Where is that time capsule pray tell??!!

MRCSH on September 9, 2014 at 12:17 pm

A longtime tradition in our family was Saturday night dinner at Chi-Chi’s, followed by a movie at the Panorama Theatre. Whatever happened to crying rooms?? It was and still is a great idea.

holland53 on March 20, 2014 at 11:22 pm

Thanks very much for the nine photos radavis33. Haunting pictures, as I do remember all those different locations in/out of the theater. After Americana Theater opened Panorama Theater lost a lot of business. Strange—I don’t remember at all when it had two theaters. It was one big red-pluched hall with lights on the side walls. There was also a bench outside of the restrooms—if you misbehaved you had to sit there until the usher said you could leave.

radavis33 on March 20, 2014 at 2:14 pm

The nine photos I uploaded today were taken by me in July 2004, on a nostalgia drive through the Valley (where I lived from 1953 through 1973). I remember spending many late 50s – early 60s summer days at this theater with my friends watching almost exclusively Sci-Fi. We saw The Time Machine six times, with all but one as 2nd feature. I recall the crying room, as well as the shock of leaving the darkened theater (via the rear exit) after watching two movies, to find that it was still bright outside – with plenty of time left to play.

● The request: List the usernames of everyone who posted a comment in the Panorama Theatre comments above.

● Dataset:
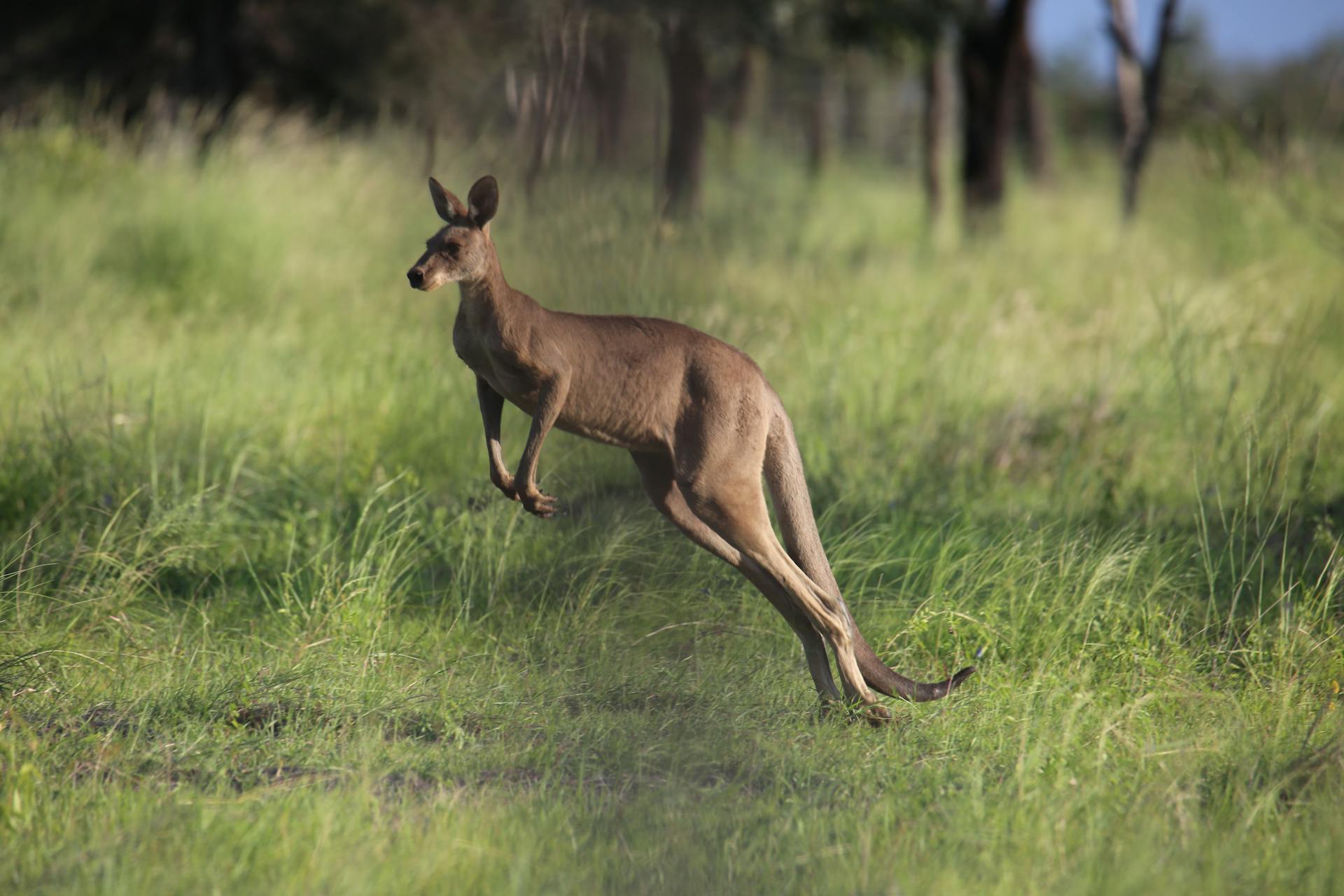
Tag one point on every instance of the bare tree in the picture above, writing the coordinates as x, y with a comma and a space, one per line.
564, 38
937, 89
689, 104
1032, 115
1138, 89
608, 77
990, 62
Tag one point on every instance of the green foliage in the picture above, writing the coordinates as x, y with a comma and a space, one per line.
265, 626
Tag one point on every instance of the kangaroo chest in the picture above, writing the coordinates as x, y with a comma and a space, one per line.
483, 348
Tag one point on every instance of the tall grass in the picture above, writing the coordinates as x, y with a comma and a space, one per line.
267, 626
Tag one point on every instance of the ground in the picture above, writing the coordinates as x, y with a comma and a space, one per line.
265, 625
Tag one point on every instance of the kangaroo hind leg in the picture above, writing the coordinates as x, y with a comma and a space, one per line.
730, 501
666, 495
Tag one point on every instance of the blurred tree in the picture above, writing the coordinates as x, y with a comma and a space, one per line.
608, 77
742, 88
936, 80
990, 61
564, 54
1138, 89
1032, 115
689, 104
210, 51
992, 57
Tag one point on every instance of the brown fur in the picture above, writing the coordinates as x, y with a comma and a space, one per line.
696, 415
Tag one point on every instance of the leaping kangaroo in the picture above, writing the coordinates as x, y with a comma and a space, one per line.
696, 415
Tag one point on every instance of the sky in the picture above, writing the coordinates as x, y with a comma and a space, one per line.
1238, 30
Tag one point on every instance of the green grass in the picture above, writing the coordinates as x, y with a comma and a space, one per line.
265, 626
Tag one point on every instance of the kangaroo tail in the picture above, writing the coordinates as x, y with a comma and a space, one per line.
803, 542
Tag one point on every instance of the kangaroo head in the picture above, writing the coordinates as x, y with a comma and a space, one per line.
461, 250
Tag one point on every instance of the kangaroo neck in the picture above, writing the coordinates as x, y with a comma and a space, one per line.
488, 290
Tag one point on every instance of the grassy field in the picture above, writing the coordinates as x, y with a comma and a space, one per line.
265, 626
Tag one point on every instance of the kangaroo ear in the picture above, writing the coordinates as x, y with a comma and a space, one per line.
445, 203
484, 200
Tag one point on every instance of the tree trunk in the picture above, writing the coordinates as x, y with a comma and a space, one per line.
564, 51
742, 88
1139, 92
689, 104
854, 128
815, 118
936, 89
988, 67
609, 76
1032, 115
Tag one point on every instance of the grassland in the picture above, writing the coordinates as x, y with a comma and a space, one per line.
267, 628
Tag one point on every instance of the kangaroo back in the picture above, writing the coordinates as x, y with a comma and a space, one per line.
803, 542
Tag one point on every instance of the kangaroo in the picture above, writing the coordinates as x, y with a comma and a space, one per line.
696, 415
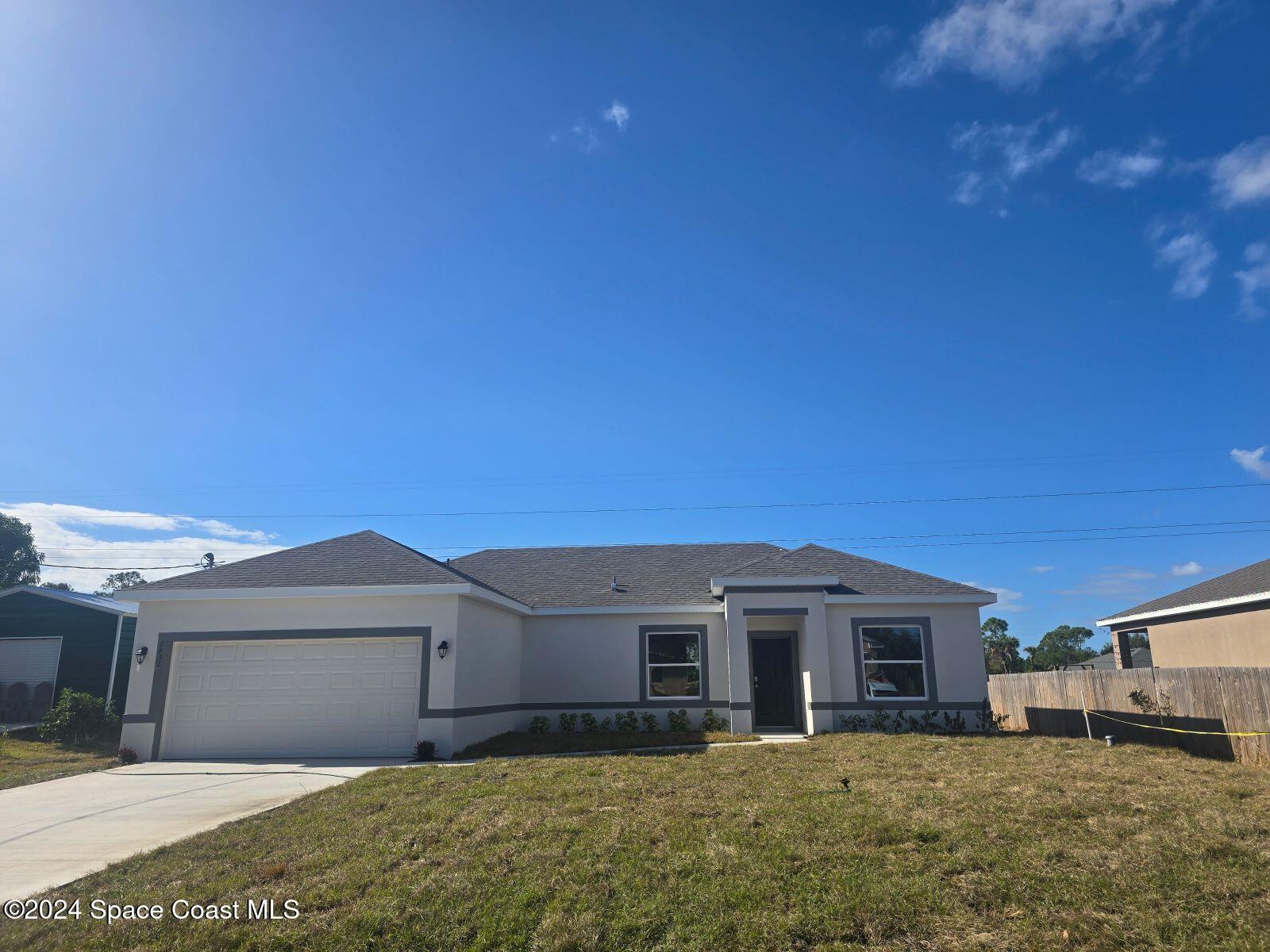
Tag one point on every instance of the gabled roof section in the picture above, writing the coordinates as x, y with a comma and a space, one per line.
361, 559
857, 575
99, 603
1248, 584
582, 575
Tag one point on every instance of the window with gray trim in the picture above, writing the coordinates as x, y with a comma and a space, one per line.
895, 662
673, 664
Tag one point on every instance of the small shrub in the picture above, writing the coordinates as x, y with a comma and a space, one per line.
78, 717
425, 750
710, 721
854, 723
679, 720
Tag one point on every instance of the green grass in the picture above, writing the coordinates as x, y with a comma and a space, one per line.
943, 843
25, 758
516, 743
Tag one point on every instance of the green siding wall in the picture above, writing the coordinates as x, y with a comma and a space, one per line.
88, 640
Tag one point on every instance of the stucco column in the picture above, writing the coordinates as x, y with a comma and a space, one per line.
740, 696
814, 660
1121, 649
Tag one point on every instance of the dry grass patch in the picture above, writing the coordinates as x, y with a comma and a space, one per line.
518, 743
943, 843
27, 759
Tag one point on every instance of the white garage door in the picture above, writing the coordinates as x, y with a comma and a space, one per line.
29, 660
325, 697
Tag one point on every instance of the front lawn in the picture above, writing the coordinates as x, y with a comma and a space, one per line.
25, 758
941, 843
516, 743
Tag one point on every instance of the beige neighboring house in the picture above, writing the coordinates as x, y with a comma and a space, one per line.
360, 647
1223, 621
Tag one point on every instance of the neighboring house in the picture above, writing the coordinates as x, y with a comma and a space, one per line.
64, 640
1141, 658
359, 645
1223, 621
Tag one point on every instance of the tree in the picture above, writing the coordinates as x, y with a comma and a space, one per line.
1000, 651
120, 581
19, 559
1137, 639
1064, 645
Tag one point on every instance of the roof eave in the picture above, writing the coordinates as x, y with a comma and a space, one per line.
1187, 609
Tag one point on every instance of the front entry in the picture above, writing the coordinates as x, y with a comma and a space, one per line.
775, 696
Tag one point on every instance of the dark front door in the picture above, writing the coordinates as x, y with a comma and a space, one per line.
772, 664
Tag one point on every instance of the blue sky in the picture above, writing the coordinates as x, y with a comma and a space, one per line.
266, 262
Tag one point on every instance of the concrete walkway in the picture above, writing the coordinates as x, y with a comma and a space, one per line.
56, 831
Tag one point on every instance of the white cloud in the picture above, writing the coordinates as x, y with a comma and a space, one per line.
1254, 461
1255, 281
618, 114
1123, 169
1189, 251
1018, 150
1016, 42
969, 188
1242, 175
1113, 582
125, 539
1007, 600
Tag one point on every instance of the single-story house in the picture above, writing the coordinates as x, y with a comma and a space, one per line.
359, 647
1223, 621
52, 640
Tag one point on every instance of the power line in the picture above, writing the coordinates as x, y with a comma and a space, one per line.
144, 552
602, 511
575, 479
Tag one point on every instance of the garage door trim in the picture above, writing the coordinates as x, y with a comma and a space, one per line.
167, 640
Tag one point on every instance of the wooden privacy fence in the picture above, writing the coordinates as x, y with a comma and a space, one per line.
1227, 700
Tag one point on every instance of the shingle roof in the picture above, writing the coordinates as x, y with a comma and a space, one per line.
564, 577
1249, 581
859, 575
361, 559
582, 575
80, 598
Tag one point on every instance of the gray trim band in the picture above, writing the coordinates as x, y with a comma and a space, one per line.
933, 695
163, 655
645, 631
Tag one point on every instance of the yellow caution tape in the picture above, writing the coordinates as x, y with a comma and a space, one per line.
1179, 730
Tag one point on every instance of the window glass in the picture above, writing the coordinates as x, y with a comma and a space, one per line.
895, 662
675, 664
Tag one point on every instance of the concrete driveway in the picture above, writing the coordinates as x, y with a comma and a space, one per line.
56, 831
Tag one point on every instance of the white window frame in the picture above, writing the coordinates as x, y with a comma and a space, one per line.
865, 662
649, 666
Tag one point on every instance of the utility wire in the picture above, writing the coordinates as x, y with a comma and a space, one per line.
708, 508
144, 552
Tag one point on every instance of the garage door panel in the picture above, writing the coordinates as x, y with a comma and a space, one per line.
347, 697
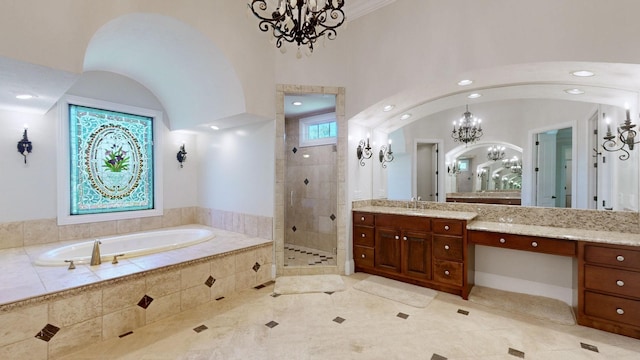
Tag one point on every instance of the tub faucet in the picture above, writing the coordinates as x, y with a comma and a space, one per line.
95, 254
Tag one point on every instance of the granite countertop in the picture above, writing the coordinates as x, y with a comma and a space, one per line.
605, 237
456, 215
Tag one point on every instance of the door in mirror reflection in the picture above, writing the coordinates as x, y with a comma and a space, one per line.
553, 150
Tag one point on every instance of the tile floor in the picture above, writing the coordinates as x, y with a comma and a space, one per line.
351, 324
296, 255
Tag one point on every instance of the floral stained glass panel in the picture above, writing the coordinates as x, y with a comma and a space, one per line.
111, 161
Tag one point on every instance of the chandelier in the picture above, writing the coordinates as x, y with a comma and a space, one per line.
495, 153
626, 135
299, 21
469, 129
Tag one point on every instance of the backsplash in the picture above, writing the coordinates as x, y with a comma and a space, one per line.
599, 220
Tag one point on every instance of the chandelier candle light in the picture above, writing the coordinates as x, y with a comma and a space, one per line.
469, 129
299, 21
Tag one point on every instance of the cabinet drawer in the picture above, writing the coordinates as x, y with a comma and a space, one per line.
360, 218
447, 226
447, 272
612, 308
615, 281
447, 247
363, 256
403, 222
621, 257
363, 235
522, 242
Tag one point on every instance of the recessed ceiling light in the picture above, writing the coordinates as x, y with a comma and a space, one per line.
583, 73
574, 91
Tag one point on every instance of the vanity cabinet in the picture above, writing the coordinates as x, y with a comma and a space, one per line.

● Response below: MRCSH, holland53, radavis33